Sección del documento →
________________
Algunas cosas de la Navidad no han cambiado, pensaba mientras subía la escalera del gran salón de los Caballeros de San Juan para asistir a la fiesta anual del suplemento literario del Times. A medio camino me asaltó una rugiente ola de sonido, la chachara de cientos de literatos, el tono auténtico y desinhibido de las clases parlanchínas protestando por reputaciones rotas. Asistí a mi primera fiesta literaria londinense hace exactamente cuarenta años. Desde luego, hubo un par de cambios en la vestimenta. Esa elegante mujer con vaqueros -una poeta, tal vez- se ha recortado las mangas de la chaqueta para revelar, en la parte superior del brazo, un tatuaje floral. ¿Será de los lavables? ¿Me atreveré a preguntarle? Escudriñando la muchedumbre, veo que en todo lo demás el baile continúa al son de la música familiar del tiempo. ¿Aquel no es Hugh Moreland, bebiendo? ¿X. Trapnell, mostrando los dientes? ¿Lady Molly, hablando con Widmerpool?
________________
Listado →
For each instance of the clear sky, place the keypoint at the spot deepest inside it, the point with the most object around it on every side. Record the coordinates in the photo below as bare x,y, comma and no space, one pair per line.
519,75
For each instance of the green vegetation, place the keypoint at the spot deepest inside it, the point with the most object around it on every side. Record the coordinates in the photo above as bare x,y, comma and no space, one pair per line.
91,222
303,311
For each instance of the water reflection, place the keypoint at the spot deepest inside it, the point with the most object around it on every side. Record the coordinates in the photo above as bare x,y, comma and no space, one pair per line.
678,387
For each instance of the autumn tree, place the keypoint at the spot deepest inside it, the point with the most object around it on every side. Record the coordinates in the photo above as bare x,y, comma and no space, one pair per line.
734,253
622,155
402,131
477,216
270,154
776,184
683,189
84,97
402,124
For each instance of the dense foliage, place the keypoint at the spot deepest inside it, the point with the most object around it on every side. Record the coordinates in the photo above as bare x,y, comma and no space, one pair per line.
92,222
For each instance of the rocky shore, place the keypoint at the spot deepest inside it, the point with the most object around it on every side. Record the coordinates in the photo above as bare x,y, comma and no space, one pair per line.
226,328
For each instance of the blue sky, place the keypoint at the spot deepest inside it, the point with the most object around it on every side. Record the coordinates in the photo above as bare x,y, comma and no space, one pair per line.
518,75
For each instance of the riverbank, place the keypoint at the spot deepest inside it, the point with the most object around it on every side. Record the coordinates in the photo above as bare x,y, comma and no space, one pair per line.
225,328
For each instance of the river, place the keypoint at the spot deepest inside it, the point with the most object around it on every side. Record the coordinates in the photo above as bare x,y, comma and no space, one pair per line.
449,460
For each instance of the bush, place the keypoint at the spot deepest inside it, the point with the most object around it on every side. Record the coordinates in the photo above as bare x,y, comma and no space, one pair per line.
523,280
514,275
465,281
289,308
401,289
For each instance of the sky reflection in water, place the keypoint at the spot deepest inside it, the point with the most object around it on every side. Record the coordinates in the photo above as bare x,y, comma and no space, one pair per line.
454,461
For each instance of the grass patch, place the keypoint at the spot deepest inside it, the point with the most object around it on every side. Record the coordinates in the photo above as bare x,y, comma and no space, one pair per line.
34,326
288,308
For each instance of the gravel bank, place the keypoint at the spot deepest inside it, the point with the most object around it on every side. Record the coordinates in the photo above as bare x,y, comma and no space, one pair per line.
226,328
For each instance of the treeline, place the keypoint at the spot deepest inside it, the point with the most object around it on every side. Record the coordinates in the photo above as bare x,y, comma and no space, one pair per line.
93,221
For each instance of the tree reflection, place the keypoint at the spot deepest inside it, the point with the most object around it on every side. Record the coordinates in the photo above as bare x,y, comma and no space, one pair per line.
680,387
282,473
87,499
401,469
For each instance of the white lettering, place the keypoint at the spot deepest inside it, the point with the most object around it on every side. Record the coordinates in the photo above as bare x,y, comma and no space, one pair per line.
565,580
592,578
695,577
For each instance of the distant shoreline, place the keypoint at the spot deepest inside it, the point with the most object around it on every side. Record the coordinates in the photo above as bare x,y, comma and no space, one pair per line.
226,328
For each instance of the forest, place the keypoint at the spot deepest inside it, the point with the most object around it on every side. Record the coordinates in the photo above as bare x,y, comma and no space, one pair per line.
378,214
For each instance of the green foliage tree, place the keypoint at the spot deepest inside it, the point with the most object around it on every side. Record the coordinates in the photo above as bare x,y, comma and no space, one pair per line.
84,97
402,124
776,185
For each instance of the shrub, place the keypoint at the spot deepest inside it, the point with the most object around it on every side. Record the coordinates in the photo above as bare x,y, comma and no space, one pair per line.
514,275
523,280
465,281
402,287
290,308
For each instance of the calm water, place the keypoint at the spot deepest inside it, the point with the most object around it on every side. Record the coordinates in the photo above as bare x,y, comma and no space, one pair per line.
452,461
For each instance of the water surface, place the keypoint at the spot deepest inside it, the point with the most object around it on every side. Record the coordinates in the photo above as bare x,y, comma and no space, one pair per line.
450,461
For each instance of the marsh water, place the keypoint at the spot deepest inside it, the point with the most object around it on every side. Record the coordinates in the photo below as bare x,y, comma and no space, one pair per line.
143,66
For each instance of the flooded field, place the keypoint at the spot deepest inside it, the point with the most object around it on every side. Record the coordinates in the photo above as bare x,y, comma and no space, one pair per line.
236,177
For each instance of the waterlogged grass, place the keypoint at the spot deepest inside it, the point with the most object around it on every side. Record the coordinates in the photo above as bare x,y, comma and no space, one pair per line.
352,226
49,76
________________
Tareas a realizar →
1. Según el fragmento sobre la fiesta literaria, ¿hace cuántos años fue quien narra a su primera fiesta literaria en Londres?
2. Sigue el fragmento sobre la fiesta literaria desde el punto en que se corta.

Resultados por tarea →
1. Hace exactamente cuarenta años.

2.
Las tarjetas navideñas tampoco han cambiado esencialmente a lo largo de mi vida, salvo para aquellos integrantes de la clase media que celebramos la temporada enviándonos especímenes de Gran Arte. Recuerdo que en los años 30 me había intrigado la aparición de Gaspar, Melchor y Baltasar usando las perneras largas y abotonadas que entonces eran de rigor para las niñas, pero que también parecían ser el último grito de la moda entre los Reyes Magos en la Ravena del siglo seis. Y hete aquí que esos reyes con perneras reaparecen como de costumbre esta Navidad, presentando sus regalos, estirando sus piernas elegantes, aunque advierto que hoy en día Melchor y Gaspar están vestidos con lo que sólo puedo llamar tirantes bordados y enjoyados, usados, como debe hacer John Major, fuera de los pantalones.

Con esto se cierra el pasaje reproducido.